From the line containing "Target: paved road" to the last line of the records below, retype every line exactly and output nothing else.
=== Begin Enclosure ===
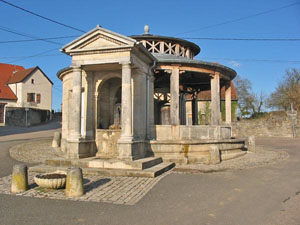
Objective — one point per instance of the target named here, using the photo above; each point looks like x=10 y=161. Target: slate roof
x=166 y=58
x=206 y=94
x=6 y=70
x=21 y=75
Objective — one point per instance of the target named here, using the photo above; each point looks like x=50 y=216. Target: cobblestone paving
x=117 y=190
x=35 y=151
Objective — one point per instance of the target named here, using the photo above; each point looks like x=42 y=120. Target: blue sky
x=165 y=17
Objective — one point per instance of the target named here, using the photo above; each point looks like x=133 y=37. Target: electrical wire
x=43 y=17
x=255 y=60
x=239 y=19
x=240 y=39
x=33 y=56
x=37 y=39
x=9 y=30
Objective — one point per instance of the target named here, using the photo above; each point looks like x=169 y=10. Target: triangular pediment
x=97 y=39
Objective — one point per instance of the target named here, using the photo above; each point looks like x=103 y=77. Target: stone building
x=25 y=95
x=125 y=98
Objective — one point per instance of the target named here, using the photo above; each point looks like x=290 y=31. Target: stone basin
x=51 y=180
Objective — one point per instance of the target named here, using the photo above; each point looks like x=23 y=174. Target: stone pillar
x=215 y=157
x=228 y=102
x=174 y=90
x=150 y=112
x=74 y=183
x=19 y=179
x=89 y=109
x=56 y=140
x=251 y=144
x=215 y=99
x=76 y=103
x=126 y=103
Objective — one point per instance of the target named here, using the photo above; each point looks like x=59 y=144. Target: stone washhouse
x=131 y=103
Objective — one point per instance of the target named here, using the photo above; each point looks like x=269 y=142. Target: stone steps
x=151 y=172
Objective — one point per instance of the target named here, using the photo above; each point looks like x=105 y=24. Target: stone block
x=251 y=143
x=74 y=183
x=56 y=140
x=19 y=180
x=214 y=155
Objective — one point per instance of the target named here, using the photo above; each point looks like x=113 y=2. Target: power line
x=239 y=19
x=187 y=38
x=9 y=30
x=240 y=39
x=33 y=56
x=43 y=17
x=37 y=39
x=21 y=57
x=255 y=60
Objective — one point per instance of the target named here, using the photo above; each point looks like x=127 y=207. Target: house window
x=38 y=98
x=30 y=97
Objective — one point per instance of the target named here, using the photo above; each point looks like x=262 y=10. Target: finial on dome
x=146 y=29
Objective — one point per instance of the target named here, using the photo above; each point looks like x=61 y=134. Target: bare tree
x=249 y=102
x=287 y=92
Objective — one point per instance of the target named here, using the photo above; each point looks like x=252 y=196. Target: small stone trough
x=51 y=180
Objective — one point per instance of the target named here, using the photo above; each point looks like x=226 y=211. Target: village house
x=25 y=95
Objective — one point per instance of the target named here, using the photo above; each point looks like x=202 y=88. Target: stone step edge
x=140 y=164
x=150 y=172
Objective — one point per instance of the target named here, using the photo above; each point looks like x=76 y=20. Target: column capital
x=76 y=68
x=169 y=71
x=125 y=63
x=151 y=78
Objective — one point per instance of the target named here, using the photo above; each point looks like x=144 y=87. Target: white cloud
x=235 y=63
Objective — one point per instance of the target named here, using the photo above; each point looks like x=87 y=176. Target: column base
x=80 y=148
x=131 y=150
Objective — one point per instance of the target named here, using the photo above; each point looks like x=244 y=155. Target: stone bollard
x=74 y=183
x=56 y=140
x=251 y=143
x=215 y=157
x=19 y=179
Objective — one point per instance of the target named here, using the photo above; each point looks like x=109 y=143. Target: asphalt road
x=249 y=196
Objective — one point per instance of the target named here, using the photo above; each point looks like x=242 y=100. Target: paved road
x=239 y=197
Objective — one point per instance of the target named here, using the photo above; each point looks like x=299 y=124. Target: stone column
x=215 y=99
x=150 y=112
x=89 y=109
x=174 y=90
x=228 y=102
x=76 y=103
x=126 y=102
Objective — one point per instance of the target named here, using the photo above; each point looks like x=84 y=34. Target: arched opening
x=109 y=104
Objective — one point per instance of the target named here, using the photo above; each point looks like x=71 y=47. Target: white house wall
x=40 y=86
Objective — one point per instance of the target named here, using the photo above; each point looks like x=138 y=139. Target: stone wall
x=275 y=124
x=17 y=116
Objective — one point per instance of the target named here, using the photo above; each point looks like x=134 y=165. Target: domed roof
x=167 y=45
=== End Enclosure ===
### [Answer]
Objective — one point per instance of the target named here, using the photo above; each point looks like x=242 y=100. Target: paved road
x=239 y=197
Objective — one point per instance of the target named here, using the photo above; each point looks like x=299 y=124. Target: stone column
x=215 y=99
x=150 y=112
x=89 y=109
x=174 y=90
x=228 y=102
x=76 y=103
x=126 y=102
Objective — one point per instance of the target named here, using the photo above; each point looks like x=84 y=34. Target: arched opening
x=109 y=104
Objective — one point per instance of the target named here, using the photo above; each point looks like x=71 y=47. Target: white house wall
x=40 y=86
Objective — one point per instance of the target named here, using the photo above; each point looks like x=138 y=139. Target: stone wall
x=275 y=124
x=17 y=116
Objective — one point per instance of the target named here, using the photo above; each point looks like x=134 y=165. Target: domed roof
x=167 y=45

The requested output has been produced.